• [WORK ORDER] Would you repeat the listing exactly, without any of its images?

• [DATA EXTRACT]
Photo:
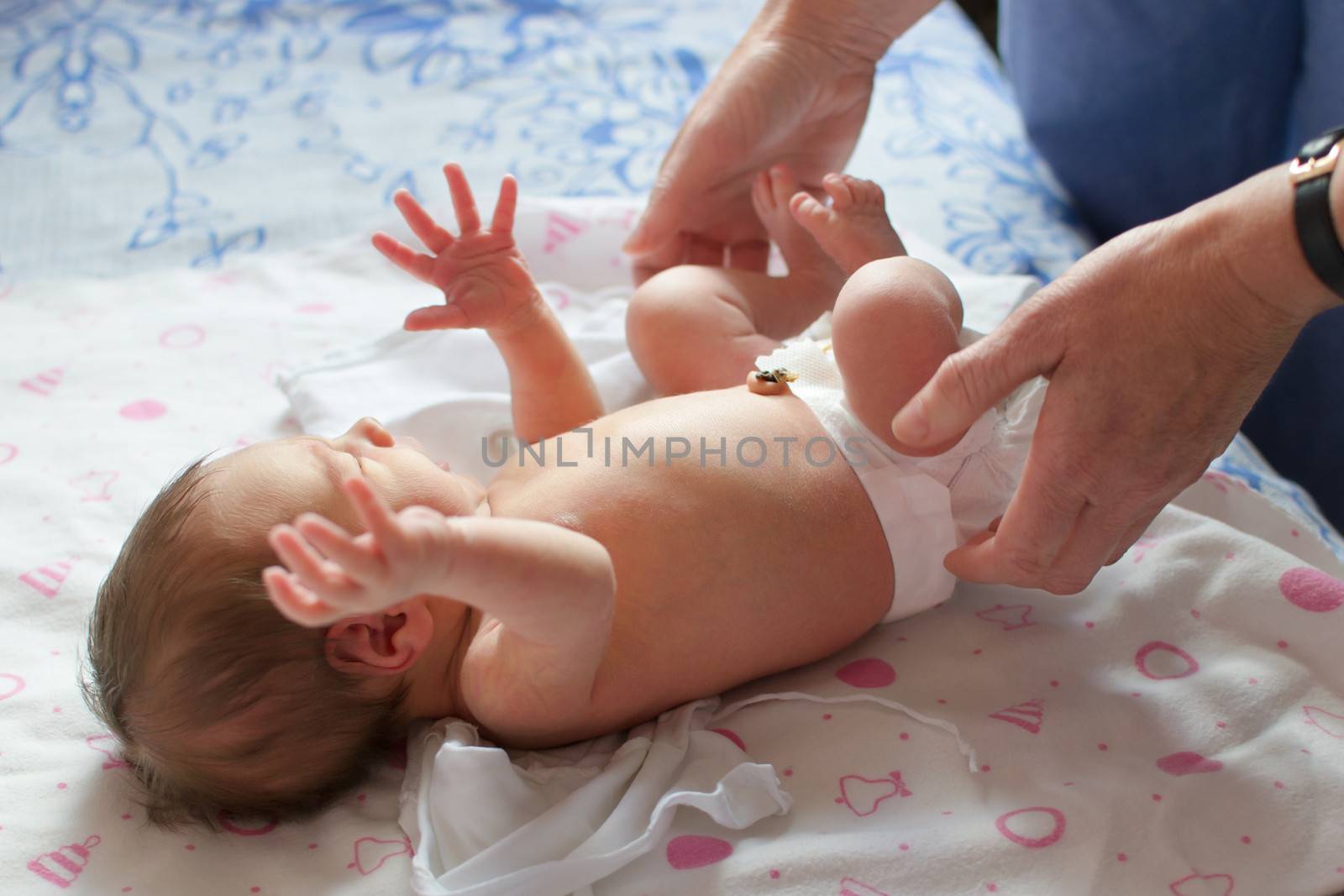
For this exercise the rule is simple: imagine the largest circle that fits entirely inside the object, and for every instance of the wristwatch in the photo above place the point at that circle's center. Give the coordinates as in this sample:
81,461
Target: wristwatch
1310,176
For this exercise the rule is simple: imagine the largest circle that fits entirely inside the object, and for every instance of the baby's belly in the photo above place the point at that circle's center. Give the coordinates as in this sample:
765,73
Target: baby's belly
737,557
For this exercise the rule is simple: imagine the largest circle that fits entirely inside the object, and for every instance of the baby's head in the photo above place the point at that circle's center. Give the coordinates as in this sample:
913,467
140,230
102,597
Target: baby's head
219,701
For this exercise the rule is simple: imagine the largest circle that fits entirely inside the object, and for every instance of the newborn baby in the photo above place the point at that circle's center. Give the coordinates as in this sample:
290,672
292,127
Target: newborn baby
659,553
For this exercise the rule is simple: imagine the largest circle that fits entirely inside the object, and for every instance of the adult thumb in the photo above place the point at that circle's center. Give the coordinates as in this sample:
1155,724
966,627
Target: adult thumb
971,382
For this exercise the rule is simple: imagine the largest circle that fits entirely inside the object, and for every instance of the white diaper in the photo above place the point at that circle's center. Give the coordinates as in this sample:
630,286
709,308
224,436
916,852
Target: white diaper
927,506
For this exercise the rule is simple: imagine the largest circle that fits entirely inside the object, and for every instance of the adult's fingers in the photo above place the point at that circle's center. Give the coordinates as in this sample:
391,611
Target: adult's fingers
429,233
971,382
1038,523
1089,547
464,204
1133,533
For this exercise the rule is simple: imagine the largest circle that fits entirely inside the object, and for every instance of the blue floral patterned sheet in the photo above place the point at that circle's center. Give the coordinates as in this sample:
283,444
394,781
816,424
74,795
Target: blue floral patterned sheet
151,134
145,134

• [EXERCISE ANSWER]
Photo:
For this exercise the rule is simple: imagine the largest circle that fits entirely inside the object, and for every instance of the wristwatch in the photo above place the point at that circle's center. Give the coordinates as in this sample:
81,461
Target: wristwatch
1310,176
For this exercise the rule is simple: imagine the largest circle that fits entirely inside the object, and for every instance of the baby's belly in the photo above place the point at that circle's center. Give the coordinates as in this sample:
765,73
Target: baby's belly
737,557
For this exercise the rule is simple: imagine the largest circle that fits entirely inside the object, and for every instance of the baby's head in the photo above place the point at that circle's center. Give the coordinates as in this sample:
913,467
140,230
102,597
Target: baby's head
219,701
For this exercise the rule is simple: imagine the largest circle that fits entirely inside the object, and for every instance of the newborn baby in the photo above place the point at that circle's center. Give the coordinates as in this sample:
290,672
292,127
Target: newborn baby
659,553
For this exercise the rule is simple: imagine the largest circle that fits entirely inside the object, and for every instance of the adult thumb in the photo above place the point at that circle's center. Give the coordinates as in this sample:
1155,724
966,627
Target: adult thumb
971,382
For this exercise the rule is simple: imagine the largest circle that fits entirely inside the object, and for every instance of the white diaper in the photo above place the point at that circle's center. Give the coordinates as in this sample:
630,286
709,308
224,436
916,852
Target: white diaper
927,506
For this exercise the rule is simple: imagine the largest circle that fits entirely inside the object, and for every instance of the adult's fingers in the photo above place the point at that circle's center. Give the coordinates as in this sample:
391,611
Target: adult's fingers
429,233
971,382
1038,523
1089,547
464,204
1133,533
For this exercise the rule is simple: imagine the largest circle that fits entirely inside the object, and for every instance of the blue floral patterned sheet in the photo above place the point at that circle's center. Give the coordinates as in this sample:
283,444
394,781
816,424
74,795
Target: blue floral patterned sheet
151,134
145,134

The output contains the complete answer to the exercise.